» Objectives
A – In the closures thread, what two values did the PHP version print?
B – Rewrite the paragraph in the closures thread beginning "This is due to the fact" in a more concise form, retaining its main facts.
C – Resume the closures thread from the point at which it stops.

» Extract provided

Given this code in JavaScript:

function getFunc(){
    var myVar = 1;
    function inc(var1) {
        myVar = myVar + 1;
        return var1 + myVar;
    }
    return inc;
}
var inc = getFunc();
console.log(inc(5));
console.log(inc(6));

If you run this code in your browser console it gives you 7 and 9 as the result. I wrote the same code in C# and it gave me the same result:

static void Main(string[] args)
{
    var inc = GetAFunc();
    Console.WriteLine(inc(5));
    Console.WriteLine(inc(6));

    Console.ReadKey();
}

public static Func<int, int> GetAFunc()
{
    var myVar = 1;
    Func<int, int> inc = delegate(int var1)
    {
        myVar = myVar + 1;
        return var1 + myVar;
    };
    return inc;
}

But why doesn't it give the same result in PHP?

function getFunc() {
    $myVar = 1;

    $inc = function($var1) use ($myVar) {
        $myVar = $myVar + 1;
        return $var1 + $myVar;
    };

    return $inc;
}

$inc = getFunc();
echo $inc(5);
echo $inc(6);

It gave me 7 and 8!

Why they don't work the same way? Is something wrong with the code?

  • I would call this 'unexpected' instead of 'weird' ;) – moorscode Nov 15 '15 at 14:09
  • 1
    Although this is an interesting theoretical question, I'd say that none of your examples are very clear in communicating the code's intent. – Sven Nov 15 '15 at 14:10
up vote 9 down vote accepted

This is due to the fact you need to be explicit in PHP if you'd like to modify a variable in another scope. You can do this by defining $var as a reference with &. For example: use (&$var).

Records of labeled regions
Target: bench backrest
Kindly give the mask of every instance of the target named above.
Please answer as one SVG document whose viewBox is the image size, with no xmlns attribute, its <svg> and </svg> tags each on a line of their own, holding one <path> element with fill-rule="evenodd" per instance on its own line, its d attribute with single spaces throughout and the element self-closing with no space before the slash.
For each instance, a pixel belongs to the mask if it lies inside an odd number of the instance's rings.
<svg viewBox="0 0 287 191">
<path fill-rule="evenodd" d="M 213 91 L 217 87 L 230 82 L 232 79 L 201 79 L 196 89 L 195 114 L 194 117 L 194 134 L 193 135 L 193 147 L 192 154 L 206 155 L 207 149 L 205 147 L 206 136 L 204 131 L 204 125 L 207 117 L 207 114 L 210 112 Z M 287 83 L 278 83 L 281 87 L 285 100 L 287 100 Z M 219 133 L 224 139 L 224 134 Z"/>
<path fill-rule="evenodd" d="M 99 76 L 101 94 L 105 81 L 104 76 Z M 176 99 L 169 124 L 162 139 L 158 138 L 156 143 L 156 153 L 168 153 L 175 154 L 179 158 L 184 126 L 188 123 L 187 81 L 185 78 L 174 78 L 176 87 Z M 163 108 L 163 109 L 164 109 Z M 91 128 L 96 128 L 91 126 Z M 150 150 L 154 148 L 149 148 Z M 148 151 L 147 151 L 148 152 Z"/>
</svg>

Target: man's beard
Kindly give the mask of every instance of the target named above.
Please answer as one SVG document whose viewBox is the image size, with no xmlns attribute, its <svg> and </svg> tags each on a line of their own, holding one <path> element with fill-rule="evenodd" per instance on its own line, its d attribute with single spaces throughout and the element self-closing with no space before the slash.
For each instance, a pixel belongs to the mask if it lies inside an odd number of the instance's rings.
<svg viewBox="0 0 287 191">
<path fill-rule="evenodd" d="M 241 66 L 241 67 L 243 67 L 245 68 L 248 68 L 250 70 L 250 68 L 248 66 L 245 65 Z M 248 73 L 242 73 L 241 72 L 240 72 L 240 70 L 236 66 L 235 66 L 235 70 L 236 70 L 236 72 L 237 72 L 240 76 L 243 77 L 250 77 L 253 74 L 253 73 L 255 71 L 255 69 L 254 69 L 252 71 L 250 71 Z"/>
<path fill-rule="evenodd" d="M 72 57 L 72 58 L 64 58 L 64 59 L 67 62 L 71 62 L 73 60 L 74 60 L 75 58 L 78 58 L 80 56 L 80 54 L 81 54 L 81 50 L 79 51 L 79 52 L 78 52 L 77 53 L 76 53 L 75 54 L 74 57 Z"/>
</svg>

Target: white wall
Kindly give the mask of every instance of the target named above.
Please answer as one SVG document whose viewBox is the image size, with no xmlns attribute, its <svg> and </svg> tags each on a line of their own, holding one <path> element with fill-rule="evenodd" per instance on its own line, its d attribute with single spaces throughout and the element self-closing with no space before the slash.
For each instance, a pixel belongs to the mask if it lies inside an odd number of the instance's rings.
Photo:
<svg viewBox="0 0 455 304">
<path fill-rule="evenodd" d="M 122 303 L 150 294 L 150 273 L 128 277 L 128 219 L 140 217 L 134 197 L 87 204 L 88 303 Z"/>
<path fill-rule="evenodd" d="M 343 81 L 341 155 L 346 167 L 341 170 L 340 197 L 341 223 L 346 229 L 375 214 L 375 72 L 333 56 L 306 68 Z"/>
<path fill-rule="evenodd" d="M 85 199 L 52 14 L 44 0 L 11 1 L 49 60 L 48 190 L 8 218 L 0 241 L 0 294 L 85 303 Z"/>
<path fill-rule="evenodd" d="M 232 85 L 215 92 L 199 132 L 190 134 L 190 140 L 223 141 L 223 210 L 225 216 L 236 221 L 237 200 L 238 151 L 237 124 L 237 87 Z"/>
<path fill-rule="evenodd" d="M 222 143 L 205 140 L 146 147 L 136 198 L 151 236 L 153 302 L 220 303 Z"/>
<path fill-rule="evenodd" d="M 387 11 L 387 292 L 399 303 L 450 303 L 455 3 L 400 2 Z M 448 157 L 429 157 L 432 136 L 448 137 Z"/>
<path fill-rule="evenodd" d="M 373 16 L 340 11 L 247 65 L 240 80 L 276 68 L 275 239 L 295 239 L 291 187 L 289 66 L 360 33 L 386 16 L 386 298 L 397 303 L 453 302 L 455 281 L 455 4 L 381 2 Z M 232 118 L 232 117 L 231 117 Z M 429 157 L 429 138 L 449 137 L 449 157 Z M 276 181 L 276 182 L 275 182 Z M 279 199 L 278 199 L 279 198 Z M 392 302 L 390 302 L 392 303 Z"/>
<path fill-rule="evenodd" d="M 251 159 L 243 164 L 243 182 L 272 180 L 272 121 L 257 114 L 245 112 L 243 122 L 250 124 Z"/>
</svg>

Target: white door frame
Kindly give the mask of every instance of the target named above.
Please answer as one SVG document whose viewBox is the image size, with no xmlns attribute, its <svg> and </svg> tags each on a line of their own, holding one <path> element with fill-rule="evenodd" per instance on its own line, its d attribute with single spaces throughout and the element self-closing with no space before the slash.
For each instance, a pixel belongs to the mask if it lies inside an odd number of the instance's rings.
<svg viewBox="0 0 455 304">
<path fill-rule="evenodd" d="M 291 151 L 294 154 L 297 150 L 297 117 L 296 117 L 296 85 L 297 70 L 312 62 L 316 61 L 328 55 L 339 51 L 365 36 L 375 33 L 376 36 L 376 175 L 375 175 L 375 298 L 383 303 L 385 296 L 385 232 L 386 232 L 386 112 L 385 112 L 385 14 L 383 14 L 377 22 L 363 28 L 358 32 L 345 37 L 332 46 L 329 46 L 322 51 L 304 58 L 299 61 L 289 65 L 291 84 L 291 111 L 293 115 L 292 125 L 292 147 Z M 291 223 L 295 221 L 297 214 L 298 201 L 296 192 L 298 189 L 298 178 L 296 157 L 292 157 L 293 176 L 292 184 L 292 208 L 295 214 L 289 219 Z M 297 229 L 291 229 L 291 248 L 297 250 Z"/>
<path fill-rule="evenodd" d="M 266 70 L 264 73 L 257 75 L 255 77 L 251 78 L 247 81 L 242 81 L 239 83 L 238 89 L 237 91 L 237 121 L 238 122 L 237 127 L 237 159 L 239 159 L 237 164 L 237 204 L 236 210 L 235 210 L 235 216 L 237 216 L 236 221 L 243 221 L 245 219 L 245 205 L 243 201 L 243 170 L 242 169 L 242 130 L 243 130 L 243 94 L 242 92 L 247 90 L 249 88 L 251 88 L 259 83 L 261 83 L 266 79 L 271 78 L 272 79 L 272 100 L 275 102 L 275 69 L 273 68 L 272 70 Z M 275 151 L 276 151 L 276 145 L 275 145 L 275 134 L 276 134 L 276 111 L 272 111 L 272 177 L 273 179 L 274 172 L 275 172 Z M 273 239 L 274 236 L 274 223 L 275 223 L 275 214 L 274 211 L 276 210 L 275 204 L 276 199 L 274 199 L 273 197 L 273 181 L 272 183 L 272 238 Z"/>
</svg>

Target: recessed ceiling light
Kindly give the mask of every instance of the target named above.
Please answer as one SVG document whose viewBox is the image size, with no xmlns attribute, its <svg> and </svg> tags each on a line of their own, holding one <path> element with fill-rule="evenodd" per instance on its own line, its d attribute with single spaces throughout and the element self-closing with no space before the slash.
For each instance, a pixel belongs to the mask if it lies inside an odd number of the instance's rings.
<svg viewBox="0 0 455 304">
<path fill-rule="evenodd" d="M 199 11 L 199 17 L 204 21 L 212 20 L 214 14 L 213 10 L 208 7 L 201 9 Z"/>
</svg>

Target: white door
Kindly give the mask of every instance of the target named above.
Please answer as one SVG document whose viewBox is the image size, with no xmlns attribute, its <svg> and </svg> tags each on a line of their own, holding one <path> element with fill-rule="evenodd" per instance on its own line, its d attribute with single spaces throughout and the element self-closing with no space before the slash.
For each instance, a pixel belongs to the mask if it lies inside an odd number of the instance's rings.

» Responses
A – 7 and 8

B – PHP requires explicit declaration to modify a variable from another scope, which is done by passing it as a reference with &, as in use (&$var).

C –
The following code will give you your expected behaviour:

function test() {
  $var = 1;

  $inc = function($num) use (&$var) {
      var_dump($var);
    $var = $var + 1;
    return $num + $var;
  };

  return $inc;
}

$test = test();
echo $test(5);
echo $test(6);

Hope this helps :) x

  • 1
    I'm afraid your comment does not explicitly says what is the main difference. In other languages like C# and JavaScript closures inherits function scope (all variables declared in function scope). In PHP closure inherits only object scope ($this). If he would change $var on $this->var code would work as expected. Obviously to use variable from function scope solution is what you have written - using reference because it's primitive. But this is because use does not declare which variables should be passed to scope but rather tells which variables should be copied to closure. – takwlasnie Nov 15 '15 at 21:51

By default, PHP passes the function arguments by value and so the original variable will not be changed.

You can change this behaviour by prepending an ampersand to the variable name in the function:

function test() {
  $var = 1;

  $inc = function($num) use (&$var) {
    ++$var;
    return $num + $var;
  };

  return $inc;
}

$test = test();
echo $test(5);
echo $test(6);

You have to pass $var as reference to your subfunction, using the ampersand

  $inc = function($num) use (&$var) {

You can also make a static variable inside your closure instead of the creator. This gives the expected results 7 and 9.

<?php

function test() {
    $inc = function($num) {
        static $var = 1;
        $var = $var + 1;
        return $num + $var;
    };

    return $inc;
}

$test = test();
echo $test(5);
echo $test(6);

All the other answers are right: PHP will pass-by-value the variable in use unless you make it a pass-by-reference.

Here are some authoritative examples from the PHP documentation:

http://php.net/manual/en/functions.anonymous.php

Example 3:

$message = 'hello';

// Inherit by-reference
$example = function () use (&$message) {
    var_dump($message);
};
echo $example();

It doesn't do very much though.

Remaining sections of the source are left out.